* _What the task requires_: Please set down, exactly, the line with "the black belt" and all lines that follow it through the end of the records below.
*** Begin section ***
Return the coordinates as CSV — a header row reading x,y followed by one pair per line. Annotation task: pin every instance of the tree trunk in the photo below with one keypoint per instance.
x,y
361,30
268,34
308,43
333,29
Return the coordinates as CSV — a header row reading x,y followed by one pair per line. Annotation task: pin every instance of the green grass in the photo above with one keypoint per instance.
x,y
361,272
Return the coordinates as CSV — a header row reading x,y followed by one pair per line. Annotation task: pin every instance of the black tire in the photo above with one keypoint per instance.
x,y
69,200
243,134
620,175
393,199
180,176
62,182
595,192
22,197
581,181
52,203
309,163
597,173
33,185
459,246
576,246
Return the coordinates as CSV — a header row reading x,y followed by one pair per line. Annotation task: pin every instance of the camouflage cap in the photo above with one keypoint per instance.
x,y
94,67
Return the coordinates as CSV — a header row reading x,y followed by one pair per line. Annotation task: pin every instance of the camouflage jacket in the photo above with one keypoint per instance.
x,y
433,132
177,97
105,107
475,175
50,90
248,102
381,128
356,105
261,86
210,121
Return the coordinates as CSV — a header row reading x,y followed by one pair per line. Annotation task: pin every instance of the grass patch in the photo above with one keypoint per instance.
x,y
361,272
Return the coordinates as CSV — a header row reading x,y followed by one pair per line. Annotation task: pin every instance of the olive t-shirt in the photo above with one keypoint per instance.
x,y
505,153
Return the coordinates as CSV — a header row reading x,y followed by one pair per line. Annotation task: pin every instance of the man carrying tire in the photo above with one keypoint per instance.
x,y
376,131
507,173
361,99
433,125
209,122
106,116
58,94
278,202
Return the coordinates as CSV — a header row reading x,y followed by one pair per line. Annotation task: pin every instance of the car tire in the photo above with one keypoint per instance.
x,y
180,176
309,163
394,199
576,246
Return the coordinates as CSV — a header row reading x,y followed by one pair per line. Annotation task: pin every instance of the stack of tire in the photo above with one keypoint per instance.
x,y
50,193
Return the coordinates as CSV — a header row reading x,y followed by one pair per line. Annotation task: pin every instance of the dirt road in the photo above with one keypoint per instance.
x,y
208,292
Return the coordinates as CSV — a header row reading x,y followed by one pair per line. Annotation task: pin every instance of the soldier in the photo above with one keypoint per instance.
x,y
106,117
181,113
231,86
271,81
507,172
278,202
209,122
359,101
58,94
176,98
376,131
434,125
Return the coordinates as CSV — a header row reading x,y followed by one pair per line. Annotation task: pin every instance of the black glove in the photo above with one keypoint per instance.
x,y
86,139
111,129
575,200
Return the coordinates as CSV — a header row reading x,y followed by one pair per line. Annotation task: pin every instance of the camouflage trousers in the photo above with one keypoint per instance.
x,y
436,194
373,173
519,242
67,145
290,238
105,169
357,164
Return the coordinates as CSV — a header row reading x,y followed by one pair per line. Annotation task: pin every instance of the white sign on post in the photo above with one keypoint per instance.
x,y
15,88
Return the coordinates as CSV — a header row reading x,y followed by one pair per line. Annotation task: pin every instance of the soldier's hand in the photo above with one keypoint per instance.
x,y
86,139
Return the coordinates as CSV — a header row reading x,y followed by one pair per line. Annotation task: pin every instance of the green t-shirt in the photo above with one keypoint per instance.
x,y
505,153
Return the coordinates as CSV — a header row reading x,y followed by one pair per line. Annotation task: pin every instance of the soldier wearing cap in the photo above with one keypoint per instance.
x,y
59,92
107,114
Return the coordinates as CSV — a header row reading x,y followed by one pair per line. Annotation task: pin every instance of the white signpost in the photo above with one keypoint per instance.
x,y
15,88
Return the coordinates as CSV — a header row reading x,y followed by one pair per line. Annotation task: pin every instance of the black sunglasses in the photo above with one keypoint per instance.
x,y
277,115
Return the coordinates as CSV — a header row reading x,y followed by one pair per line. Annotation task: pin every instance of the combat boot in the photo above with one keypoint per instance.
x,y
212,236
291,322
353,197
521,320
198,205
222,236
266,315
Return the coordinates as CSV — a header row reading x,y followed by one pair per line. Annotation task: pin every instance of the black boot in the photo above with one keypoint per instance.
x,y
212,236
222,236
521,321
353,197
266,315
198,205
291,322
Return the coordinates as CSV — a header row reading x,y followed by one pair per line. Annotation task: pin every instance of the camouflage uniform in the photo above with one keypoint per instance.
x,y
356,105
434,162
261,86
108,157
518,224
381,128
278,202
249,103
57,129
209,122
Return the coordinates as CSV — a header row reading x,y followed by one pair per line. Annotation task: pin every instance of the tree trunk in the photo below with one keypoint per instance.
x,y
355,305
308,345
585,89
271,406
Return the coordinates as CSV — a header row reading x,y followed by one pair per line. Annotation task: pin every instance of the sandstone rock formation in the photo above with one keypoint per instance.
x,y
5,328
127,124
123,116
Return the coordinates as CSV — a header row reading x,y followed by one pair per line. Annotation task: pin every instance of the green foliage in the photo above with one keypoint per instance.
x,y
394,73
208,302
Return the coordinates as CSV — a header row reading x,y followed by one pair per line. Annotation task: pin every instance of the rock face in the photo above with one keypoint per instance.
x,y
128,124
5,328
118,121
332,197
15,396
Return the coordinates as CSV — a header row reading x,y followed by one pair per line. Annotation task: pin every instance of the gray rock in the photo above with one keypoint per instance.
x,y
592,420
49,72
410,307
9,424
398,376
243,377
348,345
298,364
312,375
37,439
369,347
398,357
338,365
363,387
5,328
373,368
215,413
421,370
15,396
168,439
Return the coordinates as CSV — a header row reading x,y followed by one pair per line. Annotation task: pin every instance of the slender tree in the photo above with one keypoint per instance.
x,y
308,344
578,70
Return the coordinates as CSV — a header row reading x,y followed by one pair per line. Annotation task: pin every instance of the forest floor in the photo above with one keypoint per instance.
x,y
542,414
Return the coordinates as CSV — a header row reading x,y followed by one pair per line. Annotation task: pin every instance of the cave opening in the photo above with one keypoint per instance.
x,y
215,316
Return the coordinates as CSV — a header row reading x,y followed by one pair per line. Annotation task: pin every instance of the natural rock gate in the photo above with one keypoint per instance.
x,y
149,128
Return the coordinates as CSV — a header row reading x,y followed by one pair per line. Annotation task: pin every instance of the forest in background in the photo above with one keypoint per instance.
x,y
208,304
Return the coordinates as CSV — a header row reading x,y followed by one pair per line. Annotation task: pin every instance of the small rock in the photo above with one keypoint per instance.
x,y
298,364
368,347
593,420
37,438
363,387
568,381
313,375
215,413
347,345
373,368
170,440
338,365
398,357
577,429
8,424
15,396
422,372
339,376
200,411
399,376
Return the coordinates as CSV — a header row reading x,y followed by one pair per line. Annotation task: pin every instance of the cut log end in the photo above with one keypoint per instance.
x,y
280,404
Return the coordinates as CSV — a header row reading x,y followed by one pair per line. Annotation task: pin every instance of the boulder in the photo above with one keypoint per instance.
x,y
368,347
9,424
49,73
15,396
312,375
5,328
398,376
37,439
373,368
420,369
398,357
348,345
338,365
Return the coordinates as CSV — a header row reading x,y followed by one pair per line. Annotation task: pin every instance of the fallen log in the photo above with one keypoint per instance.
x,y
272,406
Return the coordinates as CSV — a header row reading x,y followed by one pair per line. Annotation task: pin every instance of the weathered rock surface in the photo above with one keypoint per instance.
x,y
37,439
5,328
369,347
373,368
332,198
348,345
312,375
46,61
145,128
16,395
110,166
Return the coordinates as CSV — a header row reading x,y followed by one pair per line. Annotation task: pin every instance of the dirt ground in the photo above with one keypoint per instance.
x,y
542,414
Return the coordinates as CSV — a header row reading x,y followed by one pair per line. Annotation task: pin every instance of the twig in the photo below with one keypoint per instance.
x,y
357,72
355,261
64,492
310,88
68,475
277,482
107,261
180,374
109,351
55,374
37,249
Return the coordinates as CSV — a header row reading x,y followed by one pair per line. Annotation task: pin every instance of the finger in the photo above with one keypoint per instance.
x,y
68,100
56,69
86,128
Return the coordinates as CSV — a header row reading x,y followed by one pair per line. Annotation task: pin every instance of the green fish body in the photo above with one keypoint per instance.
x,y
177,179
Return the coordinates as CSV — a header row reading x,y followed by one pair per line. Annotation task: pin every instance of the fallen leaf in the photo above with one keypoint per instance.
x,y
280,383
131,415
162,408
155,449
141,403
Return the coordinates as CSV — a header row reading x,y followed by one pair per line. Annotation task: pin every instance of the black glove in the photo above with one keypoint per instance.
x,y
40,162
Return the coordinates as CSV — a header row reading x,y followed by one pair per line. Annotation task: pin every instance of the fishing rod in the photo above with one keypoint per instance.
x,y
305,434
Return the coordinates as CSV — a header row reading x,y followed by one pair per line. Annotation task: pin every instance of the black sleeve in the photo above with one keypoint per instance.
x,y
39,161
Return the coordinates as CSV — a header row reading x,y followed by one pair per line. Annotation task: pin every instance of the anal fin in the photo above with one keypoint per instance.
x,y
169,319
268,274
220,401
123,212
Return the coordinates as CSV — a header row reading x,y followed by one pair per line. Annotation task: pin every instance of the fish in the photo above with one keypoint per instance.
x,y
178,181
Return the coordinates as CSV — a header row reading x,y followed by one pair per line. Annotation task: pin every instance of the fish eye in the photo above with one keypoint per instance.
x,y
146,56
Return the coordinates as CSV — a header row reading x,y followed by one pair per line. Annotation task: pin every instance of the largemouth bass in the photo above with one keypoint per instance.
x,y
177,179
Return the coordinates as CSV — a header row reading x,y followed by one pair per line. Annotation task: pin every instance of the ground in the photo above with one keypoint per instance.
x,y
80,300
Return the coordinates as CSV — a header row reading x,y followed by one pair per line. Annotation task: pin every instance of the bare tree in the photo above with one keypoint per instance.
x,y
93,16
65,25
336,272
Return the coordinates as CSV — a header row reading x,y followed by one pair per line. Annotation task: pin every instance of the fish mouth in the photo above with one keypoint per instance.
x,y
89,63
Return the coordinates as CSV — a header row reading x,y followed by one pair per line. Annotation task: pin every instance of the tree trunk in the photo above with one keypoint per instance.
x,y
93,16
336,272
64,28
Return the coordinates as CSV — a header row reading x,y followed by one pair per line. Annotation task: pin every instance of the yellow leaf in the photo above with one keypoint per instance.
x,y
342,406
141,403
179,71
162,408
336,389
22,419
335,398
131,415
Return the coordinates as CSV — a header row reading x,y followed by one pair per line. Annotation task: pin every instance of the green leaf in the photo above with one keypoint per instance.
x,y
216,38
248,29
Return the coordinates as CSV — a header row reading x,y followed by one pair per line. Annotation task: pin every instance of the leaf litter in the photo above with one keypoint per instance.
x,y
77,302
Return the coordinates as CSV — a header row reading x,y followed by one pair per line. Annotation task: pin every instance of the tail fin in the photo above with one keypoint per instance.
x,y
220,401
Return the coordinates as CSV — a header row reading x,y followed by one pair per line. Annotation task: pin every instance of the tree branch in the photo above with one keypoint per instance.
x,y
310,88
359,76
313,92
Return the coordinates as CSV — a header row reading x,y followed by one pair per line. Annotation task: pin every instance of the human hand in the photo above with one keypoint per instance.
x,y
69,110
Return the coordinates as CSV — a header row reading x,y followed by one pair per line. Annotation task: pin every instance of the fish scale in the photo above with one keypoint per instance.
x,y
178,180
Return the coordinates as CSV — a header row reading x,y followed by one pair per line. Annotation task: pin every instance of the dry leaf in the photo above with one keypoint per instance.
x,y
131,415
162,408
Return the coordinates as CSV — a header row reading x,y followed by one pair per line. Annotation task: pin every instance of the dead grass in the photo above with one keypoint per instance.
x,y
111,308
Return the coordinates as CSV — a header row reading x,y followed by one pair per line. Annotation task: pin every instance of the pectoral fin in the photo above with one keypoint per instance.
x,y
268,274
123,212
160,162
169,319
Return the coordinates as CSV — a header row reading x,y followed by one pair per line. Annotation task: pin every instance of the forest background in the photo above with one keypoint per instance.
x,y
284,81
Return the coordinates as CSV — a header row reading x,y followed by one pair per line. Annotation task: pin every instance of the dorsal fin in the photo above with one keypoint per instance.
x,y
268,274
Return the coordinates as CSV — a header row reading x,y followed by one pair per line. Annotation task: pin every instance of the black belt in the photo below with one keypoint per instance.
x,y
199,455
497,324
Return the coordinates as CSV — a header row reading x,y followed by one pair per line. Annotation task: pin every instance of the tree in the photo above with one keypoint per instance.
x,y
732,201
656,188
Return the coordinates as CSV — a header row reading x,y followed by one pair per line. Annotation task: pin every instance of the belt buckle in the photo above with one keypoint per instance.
*** End section ***
* _Finished exercise_:
Return the coordinates as CSV — a header row reading x,y followed by one pair per line. Annotation task: pin every instance of the black belt in the photo below with one keypoint per instance.
x,y
199,455
497,324
Return the coordinates as CSV — a header row reading x,y followed by one pair per line. Annotation task: pin every instance of the tree in the photo above with one keypoint per instance.
x,y
732,201
656,188
Return the coordinates as CSV — a header row reading x,y followed by one pair per line. Annotation task: pin every instance of the belt buckle in the photo above with one keypoint per instance.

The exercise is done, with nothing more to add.